Entries pointing to labeled objects:
......

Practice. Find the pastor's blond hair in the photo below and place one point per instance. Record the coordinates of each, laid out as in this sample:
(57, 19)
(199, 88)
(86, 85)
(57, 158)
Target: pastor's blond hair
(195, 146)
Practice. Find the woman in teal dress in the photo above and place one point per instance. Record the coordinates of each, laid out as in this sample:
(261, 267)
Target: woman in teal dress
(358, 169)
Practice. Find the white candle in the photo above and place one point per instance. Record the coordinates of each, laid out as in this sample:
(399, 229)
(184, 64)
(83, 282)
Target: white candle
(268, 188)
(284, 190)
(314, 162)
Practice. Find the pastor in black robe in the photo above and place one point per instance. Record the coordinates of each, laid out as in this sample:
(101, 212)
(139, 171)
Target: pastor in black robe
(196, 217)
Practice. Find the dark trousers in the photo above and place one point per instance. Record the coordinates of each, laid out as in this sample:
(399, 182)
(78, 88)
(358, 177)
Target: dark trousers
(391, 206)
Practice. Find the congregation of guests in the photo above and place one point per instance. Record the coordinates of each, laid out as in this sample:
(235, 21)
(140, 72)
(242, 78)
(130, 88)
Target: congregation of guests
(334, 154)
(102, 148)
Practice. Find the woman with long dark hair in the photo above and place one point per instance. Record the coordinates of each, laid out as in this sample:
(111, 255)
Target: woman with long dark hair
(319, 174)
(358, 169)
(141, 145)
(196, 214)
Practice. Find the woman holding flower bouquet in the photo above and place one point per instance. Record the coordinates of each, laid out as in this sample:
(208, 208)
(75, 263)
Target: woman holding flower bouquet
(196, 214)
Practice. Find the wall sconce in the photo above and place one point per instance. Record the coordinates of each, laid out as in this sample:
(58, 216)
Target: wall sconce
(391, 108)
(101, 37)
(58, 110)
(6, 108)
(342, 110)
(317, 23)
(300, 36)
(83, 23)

......

> [What is needed]: Copy every one of the items above word for word, keeping each line as it appears.

> [Final result]:
Practice. Find the pastor's blond hair in the photo below and place one point per instance. Record the coordinates of each, laid out as in this sample:
(57, 19)
(199, 88)
(86, 85)
(57, 158)
Target: pastor's blond hair
(195, 146)
Practice. Find the woman in teal dress in the photo above and place one point per instance. Record the coordinates of each, laid out as in this sample:
(261, 267)
Target: woman in teal dress
(358, 169)
Practice. Find the white candle in the photo above and place one point per instance. Record the coordinates of each, laid out as in this sample:
(399, 229)
(184, 64)
(83, 282)
Target: white candle
(268, 188)
(284, 190)
(314, 162)
Practice. Find the pastor in black robe in the photo above and place one point per instance. Record the coordinates of each, laid out as in this sample:
(101, 212)
(139, 171)
Target: pastor in black robe
(196, 217)
Practice. Find the dark trousers in the photo above and place one point per instance. Record the coordinates of each, laid out as in this sample:
(399, 182)
(78, 88)
(358, 177)
Target: dark trousers
(391, 206)
Practice. Find the congregation of guests in the photo above and place one point per instance. Record the coordinates of each, laid out as in this sample:
(235, 21)
(140, 72)
(242, 78)
(130, 88)
Target: congregation of guests
(334, 154)
(102, 148)
Practice. Find the woman with long dark hair in the photo above and place one point per instance. Record the coordinates of each, laid out as in this sample:
(111, 255)
Target: woman with long dark hair
(319, 174)
(358, 169)
(141, 145)
(196, 214)
Practice. Find the woman holding flower bouquet in the photo above and place one point per instance. Record the coordinates of each, laid out as in this sample:
(208, 208)
(75, 263)
Target: woman holding flower bouquet
(196, 214)
Practice. Find the wall sconce in the photo above and place one point per instance. Record the coordinates of each, laid out as in this sample:
(58, 216)
Target: wall sconce
(391, 108)
(101, 37)
(58, 110)
(6, 108)
(342, 110)
(317, 23)
(300, 36)
(83, 23)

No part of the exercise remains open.